Kısa Görev A
Verilen metinde antikapitalist mücadelelerine ilham kaynağı olunduğu söylenen kesimleri ve hareketleri eksiksiz sıralayın.
Kısa Görev B
Verilen metinde "Sayın Öcalan’ın İmralı" ile "çözüm perspektifleri olmaktadır." arasındaki bölümü, bu ifadeler de dahil olmak üzere birebir kopyalayın.

Verilen Metin
※ ※ ※
Çünkü fikirler tecrit edilemez. Sayın Öcalan’ın savunmalarını okuyan ve fikirleriyle tanışan herkes, Türkiye ve Ortadoğu başta olmak üzere dünya sorunlarına getirdiği çözümlerle de tanışıyor. Bu sadece Kürt sorununun çözümünü değil, başta İsrail-Filistin sorunu olmak üzere Ortadoğu ve dünya sorunlarına da çözüm getiriyor. Kapitalist modernitenin dünyada ve bölgede yol açtığı kriz, kaos ve çatışmalara karşı alternatif ve birleştirici demokratik modernite sistemini inşa etti. Tüm halkların özgür, eşit ve gönüllü demokratik birliğine dayalı; ezilen sınıfların, kadınların, ekolojik, dini ve kültürel hareketlerin antikapitalist mücadelesinde bir ilham kaynağı oldu. Nobel Barış Ödülü alan yüze yakın fikir insanında karşılık bulması başta olmak üzere, antikapitalist mücadele yürüten kişilere, örgütlenmelere de kaynaklık etmektedir. Bu da gösteriyor ki tecrit ne kadar derin olursa olsun hiçbir güç fikirlere hükmedemez. Fikirlerin tecrit duvarlarını kırarak milyonlara ulaşmasının tipik örneğidir İmralı gerçeği. Tecrit uygulamalarına karşı verilen sosyal ve siyasal mücadele elbette önemliydi. Bununla birlikte o en ağır ve amansız koşullarda Sayın Öcalan’ın kendi öz gücüyle, zihin, fikir ve manevi direnişle bu politikaları boşa çıkarmayı başardığı bir gerçektir. Bununla da sınırlı kalmayıp bütün sorunların kaynağı kapitalist modernite dünya sistemine alternatif demokratik modernite dünya sistemini inşa ettiğine de tanıklık ettik.
 
Son yıllardaki eylem ve etkinliklerde tek bir talep öne çıkıyor. O da Öcalan'ın fiziki özgürlüğü. Barış ve Demokratik Toplum Süreci'ni de düşünürsek eğer, Abdullah Öcalan'ın fiziki özgürlüğünün sağlanması bölgeyi nasıl etkiler? Bunun sonuçları ne olur?  
 
Sayın Öcalan’ın İmralı öncesi ve İmralı sürecinde ortaya koyduğu demokratik çözüm ve barış, halklar lehine olan demokratik birlik ve demokratik ulusçuluk ile Ortadoğu ve dünya demokratik uluslar birliği fikri, herkesin hatta hükümetlerin ve devletlerin de yararınadır. Bazen öyle tarihsel anlar oluyor ki bütün yerel ve evrensel sorunların çözüm yolları tek kişide kesişebiliyor. Sayın Öcalan’ın konumu böyledir. O, kapitalist modernite dünya sisteminin tutsağıdır, dolayısıyla yanıtı da yerel olduğu kadar kapitalist dünya sistemine karşı evrensel bir karakter taşıyor. Bir yanı Kürt sorununu herkes yararına demokratik birlik anlayışıyla çözen bir konumu temsil ederken, diğer yanı kapitalist modernitenin ateşe attığı bölgeye ve dünyaya gerçek barışı getiren çözüm perspektifleri olmaktadır.
※ ※ ※
Sağlanan Veriler
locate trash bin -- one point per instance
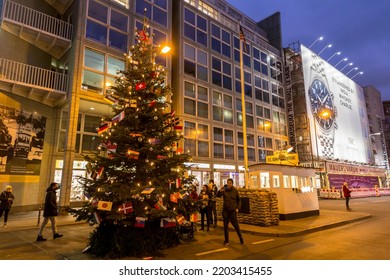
※ ※ ※
Görev Yanıtı A
- Ezilen sınıflar
- Kadınlar
- Ekolojik hareketler
- Dini hareketler
- Kültürel hareketler

Görev Yanıtı B
Sayın Öcalan’ın İmralı öncesi ve İmralı sürecinde ortaya koyduğu demokratik çözüm ve barış, halklar lehine olan demokratik birlik ve demokratik ulusçuluk ile Ortadoğu ve dünya demokratik uluslar birliği fikri, herkesin hatta hükümetlerin ve devletlerin de yararınadır. Bazen öyle tarihsel anlar oluyor ki bütün yerel ve evrensel sorunların çözüm yolları tek kişide kesişebiliyor. Sayın Öcalan’ın konumu böyledir. O, kapitalist modernite dünya sisteminin tutsağıdır, dolayısıyla yanıtı da yerel olduğu kadar kapitalist dünya sistemine karşı evrensel bir karakter taşıyor. Bir yanı Kürt sorununu herkes yararına demokratik birlik anlayışıyla çözen bir konumu temsil ederken, diğer yanı kapitalist modernitenin ateşe attığı bölgeye ve dünyaya gerçek barışı getiren çözüm perspektifleri olmaktadır.